Extract provided ->
++++++++++

Pyotr Semyonovich Kogan (1 June 1872 – 2 May 1932) was Russian literary historian, philologist, literary critic and university professor.

== Biography ==
Born in to the family of a physician, Kogan attended high school in Mogilev and then studied at the historical and philological faculty of the Moscow University graduating in 1896. During his studies he was introduced to Marxist ideas and polemicized in publications against Yuly Aykhenvald and Mikhail Gerschenson and others.  With Konstantin Balmont, Valery Bryusov and Vladimir Fritsche, Kogan founded the Circle of Friends of Western European Literature in 1894. He then taught in Moscow at various schools, including the Moscow Philharmonic Society School. He converted to the Russian Orthodox Church so that he could become a professor. However, the Minister of Education Nikolai Pavlovich Bogolepov, contrary to the law, did not allow him to prepare for a professorship.

In 1909 Kogan went to St. Petersburg and in 1910 he was elected private lecturer at the Chair of Germanic-Romance Philology at the St. Petersburg State University.

In 1917 Kogan returned to Moscow and taught at Moscow University after the October Revolution. In 1921 he became a professor of Germanic-Romance philology there. He also became president of the State Academy of Arts of the RSFSR in Moscow, founded in 1921, which pursued similar goals to the Bauhaus and existed until 1930. He was an employee of the People's Commissariat of Education of the RSFSR and served as chairman of the artistic section of the State Academic Council.

He was buried at the Novodevichy Cemetery in Moscow.

++++++++++

Task to carry out -> Copy the part of the Kogan biography that opens with the words containing "In 1917 Kogan" and closes with "State Academic Council.", renaming "chairman" to "head". You can ignore the records; they are not needed.

(Records from a dataset)
++++++++++

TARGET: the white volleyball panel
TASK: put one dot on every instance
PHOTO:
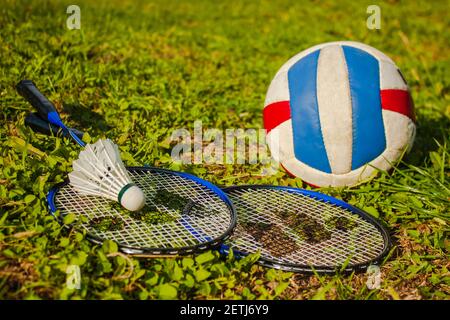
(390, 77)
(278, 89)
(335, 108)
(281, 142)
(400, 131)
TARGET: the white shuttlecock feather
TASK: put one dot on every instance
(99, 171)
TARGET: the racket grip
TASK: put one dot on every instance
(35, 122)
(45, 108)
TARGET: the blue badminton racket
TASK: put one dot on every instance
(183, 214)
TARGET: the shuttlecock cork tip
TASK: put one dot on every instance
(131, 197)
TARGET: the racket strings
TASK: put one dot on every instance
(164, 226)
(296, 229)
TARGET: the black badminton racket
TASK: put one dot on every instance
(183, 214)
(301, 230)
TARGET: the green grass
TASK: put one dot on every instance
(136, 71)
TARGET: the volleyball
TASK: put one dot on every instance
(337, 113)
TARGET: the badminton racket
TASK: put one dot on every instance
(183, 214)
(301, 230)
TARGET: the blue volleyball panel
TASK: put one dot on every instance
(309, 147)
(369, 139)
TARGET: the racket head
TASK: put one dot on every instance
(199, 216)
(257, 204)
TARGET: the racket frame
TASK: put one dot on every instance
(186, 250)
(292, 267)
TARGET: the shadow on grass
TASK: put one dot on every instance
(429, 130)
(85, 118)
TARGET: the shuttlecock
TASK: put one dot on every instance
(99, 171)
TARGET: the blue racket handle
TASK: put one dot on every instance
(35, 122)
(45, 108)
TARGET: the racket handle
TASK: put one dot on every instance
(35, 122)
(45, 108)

++++++++++

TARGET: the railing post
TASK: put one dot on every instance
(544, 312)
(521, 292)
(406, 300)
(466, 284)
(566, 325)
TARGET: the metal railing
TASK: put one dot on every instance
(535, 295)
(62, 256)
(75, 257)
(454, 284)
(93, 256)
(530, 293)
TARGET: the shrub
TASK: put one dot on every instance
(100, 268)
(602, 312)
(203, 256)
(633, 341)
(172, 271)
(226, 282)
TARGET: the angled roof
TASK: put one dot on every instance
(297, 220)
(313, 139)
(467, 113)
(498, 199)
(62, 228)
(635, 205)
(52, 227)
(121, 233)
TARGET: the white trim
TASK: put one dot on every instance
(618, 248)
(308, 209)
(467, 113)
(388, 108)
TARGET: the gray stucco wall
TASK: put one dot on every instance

++++++++++

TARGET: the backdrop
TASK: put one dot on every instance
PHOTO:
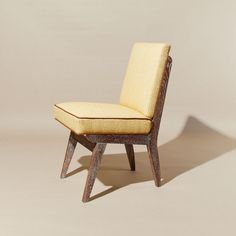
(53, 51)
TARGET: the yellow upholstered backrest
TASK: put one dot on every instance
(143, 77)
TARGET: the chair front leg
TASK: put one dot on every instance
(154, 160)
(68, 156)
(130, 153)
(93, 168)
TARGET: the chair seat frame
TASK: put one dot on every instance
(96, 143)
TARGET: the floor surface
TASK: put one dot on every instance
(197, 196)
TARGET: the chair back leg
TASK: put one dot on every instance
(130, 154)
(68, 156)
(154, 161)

++++++++++

Task output ->
In 1917 Kogan returned to Moscow and taught at Moscow University after the October Revolution. In 1921 he became a professor of Germanic-Romance philology there. He also became president of the State Academy of Arts of the RSFSR in Moscow, founded in 1921, which pursued similar goals to the Bauhaus and existed until 1930. He was an employee of the People's Commissariat of Education of the RSFSR and served as head of the artistic section of the State Academic Council.